» **Data excerpts**:
>> Start

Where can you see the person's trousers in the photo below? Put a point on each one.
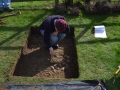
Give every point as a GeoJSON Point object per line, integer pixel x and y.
{"type": "Point", "coordinates": [4, 4]}
{"type": "Point", "coordinates": [54, 40]}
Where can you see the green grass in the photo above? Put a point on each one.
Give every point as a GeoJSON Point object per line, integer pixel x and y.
{"type": "Point", "coordinates": [97, 58]}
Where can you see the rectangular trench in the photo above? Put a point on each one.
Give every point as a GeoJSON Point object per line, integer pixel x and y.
{"type": "Point", "coordinates": [34, 60]}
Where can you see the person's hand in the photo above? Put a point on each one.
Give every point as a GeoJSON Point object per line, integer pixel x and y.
{"type": "Point", "coordinates": [51, 52]}
{"type": "Point", "coordinates": [54, 33]}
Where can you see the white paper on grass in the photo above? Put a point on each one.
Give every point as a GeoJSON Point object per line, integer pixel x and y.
{"type": "Point", "coordinates": [100, 31]}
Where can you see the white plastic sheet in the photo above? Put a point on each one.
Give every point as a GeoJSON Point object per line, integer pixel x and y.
{"type": "Point", "coordinates": [100, 31]}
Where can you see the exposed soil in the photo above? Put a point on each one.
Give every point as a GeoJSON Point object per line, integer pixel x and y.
{"type": "Point", "coordinates": [35, 59]}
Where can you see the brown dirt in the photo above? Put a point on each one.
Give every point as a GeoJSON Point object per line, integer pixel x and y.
{"type": "Point", "coordinates": [35, 60]}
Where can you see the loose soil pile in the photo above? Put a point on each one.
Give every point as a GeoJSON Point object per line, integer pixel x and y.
{"type": "Point", "coordinates": [35, 60]}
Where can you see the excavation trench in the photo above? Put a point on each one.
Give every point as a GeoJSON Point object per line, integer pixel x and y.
{"type": "Point", "coordinates": [34, 60]}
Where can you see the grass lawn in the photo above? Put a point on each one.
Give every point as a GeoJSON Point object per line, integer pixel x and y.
{"type": "Point", "coordinates": [97, 58]}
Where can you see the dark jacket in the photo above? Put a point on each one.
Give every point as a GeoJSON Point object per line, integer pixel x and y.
{"type": "Point", "coordinates": [49, 27]}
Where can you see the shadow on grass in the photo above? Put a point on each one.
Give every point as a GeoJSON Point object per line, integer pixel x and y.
{"type": "Point", "coordinates": [113, 83]}
{"type": "Point", "coordinates": [19, 30]}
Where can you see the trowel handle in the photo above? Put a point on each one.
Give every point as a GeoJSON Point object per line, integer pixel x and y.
{"type": "Point", "coordinates": [117, 71]}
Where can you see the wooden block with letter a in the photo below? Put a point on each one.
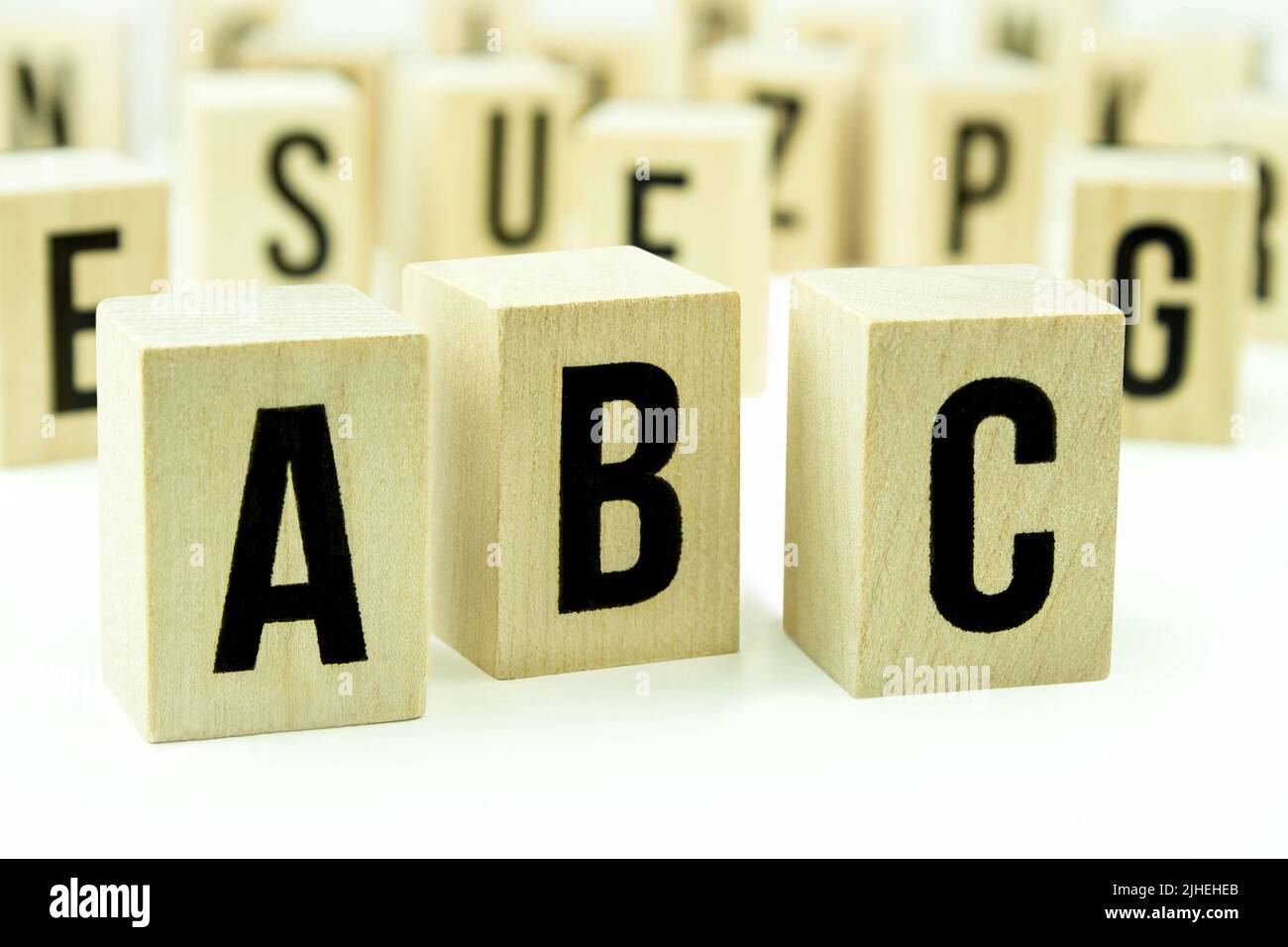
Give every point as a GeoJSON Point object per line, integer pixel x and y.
{"type": "Point", "coordinates": [1168, 232]}
{"type": "Point", "coordinates": [1256, 124]}
{"type": "Point", "coordinates": [690, 182]}
{"type": "Point", "coordinates": [497, 129]}
{"type": "Point", "coordinates": [952, 476]}
{"type": "Point", "coordinates": [273, 188]}
{"type": "Point", "coordinates": [583, 515]}
{"type": "Point", "coordinates": [60, 80]}
{"type": "Point", "coordinates": [265, 486]}
{"type": "Point", "coordinates": [75, 226]}
{"type": "Point", "coordinates": [962, 162]}
{"type": "Point", "coordinates": [812, 94]}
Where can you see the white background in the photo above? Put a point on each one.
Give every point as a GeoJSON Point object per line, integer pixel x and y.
{"type": "Point", "coordinates": [1181, 751]}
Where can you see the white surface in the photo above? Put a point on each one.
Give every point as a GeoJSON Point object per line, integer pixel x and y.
{"type": "Point", "coordinates": [1179, 753]}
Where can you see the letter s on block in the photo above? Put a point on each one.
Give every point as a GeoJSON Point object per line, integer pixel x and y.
{"type": "Point", "coordinates": [952, 506]}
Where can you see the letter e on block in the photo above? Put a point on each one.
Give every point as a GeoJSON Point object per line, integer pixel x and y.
{"type": "Point", "coordinates": [227, 432]}
{"type": "Point", "coordinates": [971, 453]}
{"type": "Point", "coordinates": [585, 418]}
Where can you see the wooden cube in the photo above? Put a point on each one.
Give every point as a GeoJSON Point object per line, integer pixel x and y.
{"type": "Point", "coordinates": [1256, 124]}
{"type": "Point", "coordinates": [60, 80]}
{"type": "Point", "coordinates": [638, 50]}
{"type": "Point", "coordinates": [962, 162]}
{"type": "Point", "coordinates": [473, 26]}
{"type": "Point", "coordinates": [274, 178]}
{"type": "Point", "coordinates": [481, 150]}
{"type": "Point", "coordinates": [1144, 82]}
{"type": "Point", "coordinates": [207, 34]}
{"type": "Point", "coordinates": [812, 94]}
{"type": "Point", "coordinates": [265, 484]}
{"type": "Point", "coordinates": [75, 226]}
{"type": "Point", "coordinates": [364, 62]}
{"type": "Point", "coordinates": [1177, 222]}
{"type": "Point", "coordinates": [952, 476]}
{"type": "Point", "coordinates": [688, 182]}
{"type": "Point", "coordinates": [581, 515]}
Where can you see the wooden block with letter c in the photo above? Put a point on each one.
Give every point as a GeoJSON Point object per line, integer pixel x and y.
{"type": "Point", "coordinates": [75, 226]}
{"type": "Point", "coordinates": [688, 182]}
{"type": "Point", "coordinates": [952, 476]}
{"type": "Point", "coordinates": [962, 162]}
{"type": "Point", "coordinates": [583, 515]}
{"type": "Point", "coordinates": [290, 590]}
{"type": "Point", "coordinates": [274, 187]}
{"type": "Point", "coordinates": [1168, 232]}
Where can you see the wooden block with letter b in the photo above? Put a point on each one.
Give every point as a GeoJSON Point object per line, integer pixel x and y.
{"type": "Point", "coordinates": [688, 182]}
{"type": "Point", "coordinates": [952, 476]}
{"type": "Point", "coordinates": [812, 93]}
{"type": "Point", "coordinates": [1256, 124]}
{"type": "Point", "coordinates": [274, 178]}
{"type": "Point", "coordinates": [962, 162]}
{"type": "Point", "coordinates": [583, 515]}
{"type": "Point", "coordinates": [501, 184]}
{"type": "Point", "coordinates": [75, 226]}
{"type": "Point", "coordinates": [1168, 232]}
{"type": "Point", "coordinates": [290, 590]}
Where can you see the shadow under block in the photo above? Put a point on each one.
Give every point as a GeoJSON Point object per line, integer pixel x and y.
{"type": "Point", "coordinates": [75, 226]}
{"type": "Point", "coordinates": [688, 182]}
{"type": "Point", "coordinates": [812, 95]}
{"type": "Point", "coordinates": [274, 185]}
{"type": "Point", "coordinates": [1256, 124]}
{"type": "Point", "coordinates": [60, 80]}
{"type": "Point", "coordinates": [480, 149]}
{"type": "Point", "coordinates": [962, 163]}
{"type": "Point", "coordinates": [265, 488]}
{"type": "Point", "coordinates": [952, 475]}
{"type": "Point", "coordinates": [1180, 223]}
{"type": "Point", "coordinates": [562, 540]}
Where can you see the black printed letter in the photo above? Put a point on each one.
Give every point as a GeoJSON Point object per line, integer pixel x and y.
{"type": "Point", "coordinates": [638, 191]}
{"type": "Point", "coordinates": [952, 506]}
{"type": "Point", "coordinates": [312, 264]}
{"type": "Point", "coordinates": [587, 483]}
{"type": "Point", "coordinates": [964, 193]}
{"type": "Point", "coordinates": [295, 437]}
{"type": "Point", "coordinates": [1175, 317]}
{"type": "Point", "coordinates": [67, 318]}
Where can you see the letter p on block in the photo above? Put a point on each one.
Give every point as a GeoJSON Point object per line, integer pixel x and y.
{"type": "Point", "coordinates": [952, 449]}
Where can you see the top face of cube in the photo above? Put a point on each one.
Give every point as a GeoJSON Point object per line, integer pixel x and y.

>> End

» **Written problem**:
Transcribe the records above exactly as they appear, leaving out any pictures.

» **Task response**:
Where can you see the person's trousers in the photo below? Put a point on each one.
Give every point as a GeoJSON Point object per line, integer pixel x and y.
{"type": "Point", "coordinates": [4, 4]}
{"type": "Point", "coordinates": [54, 40]}
Where can you see the green grass in the photo above? Put a point on each one.
Give every point as a GeoJSON Point object per line, integer pixel x and y.
{"type": "Point", "coordinates": [97, 58]}
Where can you see the rectangular trench in the photo above? Put a point on each one.
Give every point as a GeoJSON Point object per line, integer pixel x and y.
{"type": "Point", "coordinates": [34, 60]}
Where can you see the person's hand in the photo above? Put a point on each one.
Give every point as a GeoJSON Point object per line, integer pixel x and y.
{"type": "Point", "coordinates": [51, 52]}
{"type": "Point", "coordinates": [54, 33]}
Where can you see the white paper on grass in the photo above? Put a point on each one.
Give every point as a GeoJSON Point object per line, integer pixel x and y.
{"type": "Point", "coordinates": [100, 31]}
Where can you see the white plastic sheet in the photo above? Put a point on each one.
Give every point as a GeoJSON Point object per line, integer pixel x and y.
{"type": "Point", "coordinates": [100, 31]}
Where can you see the exposed soil in the photo above? Put a point on each one.
Give every point as a GeoJSON Point object per line, integer pixel x and y.
{"type": "Point", "coordinates": [35, 59]}
Where can you see the brown dirt in the photo above? Put a point on each one.
Give every point as a GeoJSON Point object per line, integer pixel x and y.
{"type": "Point", "coordinates": [35, 60]}
Where can you see the loose soil pile in the photo above? Put a point on each one.
Give every point as a GeoJSON Point object per line, integer pixel x and y.
{"type": "Point", "coordinates": [35, 60]}
Where can you see the excavation trench in the photo above? Put a point on each one.
Give every point as a GeoJSON Point object per line, integer pixel x and y.
{"type": "Point", "coordinates": [34, 60]}
Where can you see the grass lawn in the photo above? Put a point on each one.
Give every point as a GeoJSON Point object per line, integer pixel x and y.
{"type": "Point", "coordinates": [97, 58]}
Where can you see the dark jacket in the photo above? Put a point on each one.
Give every point as a GeoJSON Point object per line, integer pixel x and y.
{"type": "Point", "coordinates": [49, 27]}
Where can you see the shadow on grass in the photo above? Put a point on each one.
Give every point as a GeoJSON Point object per line, integer pixel x and y.
{"type": "Point", "coordinates": [113, 83]}
{"type": "Point", "coordinates": [19, 30]}
Where can you see the trowel handle in the photo above? Put a point on each one.
Give every point as a GeoJSON Point object per line, integer pixel x and y.
{"type": "Point", "coordinates": [117, 71]}
Where can you see the wooden block with letter a in the photo below? Put a point on each one.
Give every point as a GeoJSON Point object per line, integer pixel x and y.
{"type": "Point", "coordinates": [1168, 232]}
{"type": "Point", "coordinates": [1256, 124]}
{"type": "Point", "coordinates": [690, 182]}
{"type": "Point", "coordinates": [497, 129]}
{"type": "Point", "coordinates": [952, 476]}
{"type": "Point", "coordinates": [273, 188]}
{"type": "Point", "coordinates": [583, 515]}
{"type": "Point", "coordinates": [60, 80]}
{"type": "Point", "coordinates": [265, 486]}
{"type": "Point", "coordinates": [75, 226]}
{"type": "Point", "coordinates": [962, 162]}
{"type": "Point", "coordinates": [812, 94]}
Where can you see the white background in the photo above? Put a point on each one.
Give every point as a GeoJSON Point object per line, integer pixel x and y.
{"type": "Point", "coordinates": [1181, 751]}
Where can you see the white surface in the photo above? Put a point on each one.
Give every point as a GeoJSON Point object per line, integer pixel x and y.
{"type": "Point", "coordinates": [1179, 753]}
Where can you see the letter s on block in the photo above? Put a point on each one.
Give every point as a GeoJSON Point object per line, integer pixel x and y.
{"type": "Point", "coordinates": [952, 506]}
Where can you see the letter e on block in the photo above? Put a point on each one.
Give every point as a GeoJSON Point object per line, integer pixel x and y.
{"type": "Point", "coordinates": [227, 432]}
{"type": "Point", "coordinates": [971, 453]}
{"type": "Point", "coordinates": [585, 418]}
Where can you see the wooden cube in the photo above? Put a point on each one.
Give every point as a GeoJSON Point object per line, integer pixel x and y.
{"type": "Point", "coordinates": [1256, 124]}
{"type": "Point", "coordinates": [60, 80]}
{"type": "Point", "coordinates": [638, 50]}
{"type": "Point", "coordinates": [962, 162]}
{"type": "Point", "coordinates": [473, 26]}
{"type": "Point", "coordinates": [274, 178]}
{"type": "Point", "coordinates": [481, 150]}
{"type": "Point", "coordinates": [1144, 82]}
{"type": "Point", "coordinates": [207, 34]}
{"type": "Point", "coordinates": [812, 94]}
{"type": "Point", "coordinates": [265, 484]}
{"type": "Point", "coordinates": [75, 226]}
{"type": "Point", "coordinates": [364, 62]}
{"type": "Point", "coordinates": [1177, 222]}
{"type": "Point", "coordinates": [952, 476]}
{"type": "Point", "coordinates": [688, 182]}
{"type": "Point", "coordinates": [581, 515]}
Where can you see the wooden block with letter c in the photo above? Put a point on each one.
Give every point as a GeoJSON Point object per line, integer pixel x and y.
{"type": "Point", "coordinates": [75, 226]}
{"type": "Point", "coordinates": [688, 182]}
{"type": "Point", "coordinates": [952, 476]}
{"type": "Point", "coordinates": [962, 162]}
{"type": "Point", "coordinates": [583, 515]}
{"type": "Point", "coordinates": [290, 590]}
{"type": "Point", "coordinates": [274, 187]}
{"type": "Point", "coordinates": [1168, 232]}
Where can you see the wooden block with letter b in the photo above? Put a point on each one.
Give every point as a GeoJSON Point object per line, integer pixel x and y.
{"type": "Point", "coordinates": [688, 182]}
{"type": "Point", "coordinates": [952, 476]}
{"type": "Point", "coordinates": [812, 93]}
{"type": "Point", "coordinates": [1256, 124]}
{"type": "Point", "coordinates": [274, 178]}
{"type": "Point", "coordinates": [962, 162]}
{"type": "Point", "coordinates": [583, 515]}
{"type": "Point", "coordinates": [501, 184]}
{"type": "Point", "coordinates": [75, 226]}
{"type": "Point", "coordinates": [1168, 232]}
{"type": "Point", "coordinates": [290, 590]}
Where can you see the shadow under block in the photo above? Put a point on each one.
Give every point as a GeoJSON Point object per line, integer pixel x and y.
{"type": "Point", "coordinates": [75, 226]}
{"type": "Point", "coordinates": [688, 182]}
{"type": "Point", "coordinates": [812, 95]}
{"type": "Point", "coordinates": [274, 185]}
{"type": "Point", "coordinates": [1256, 124]}
{"type": "Point", "coordinates": [60, 80]}
{"type": "Point", "coordinates": [480, 149]}
{"type": "Point", "coordinates": [962, 163]}
{"type": "Point", "coordinates": [265, 488]}
{"type": "Point", "coordinates": [952, 475]}
{"type": "Point", "coordinates": [1180, 223]}
{"type": "Point", "coordinates": [562, 540]}
Where can you see the black printed letter in the photo above? Put a point on each one.
Give every point as a GeoJSON Point object per line, integer pixel x and y.
{"type": "Point", "coordinates": [638, 191]}
{"type": "Point", "coordinates": [952, 506]}
{"type": "Point", "coordinates": [312, 264]}
{"type": "Point", "coordinates": [587, 483]}
{"type": "Point", "coordinates": [964, 193]}
{"type": "Point", "coordinates": [295, 437]}
{"type": "Point", "coordinates": [1175, 317]}
{"type": "Point", "coordinates": [67, 318]}
Where can you see the letter p on block in the photo above? Put a point on each one.
Give every point as a GeoJSON Point object per line, integer pixel x and y.
{"type": "Point", "coordinates": [952, 449]}
Where can you see the top face of cube in the photo above? Put a point on each one.
Give every point as a GeoJSON Point object per line, integer pixel x and y.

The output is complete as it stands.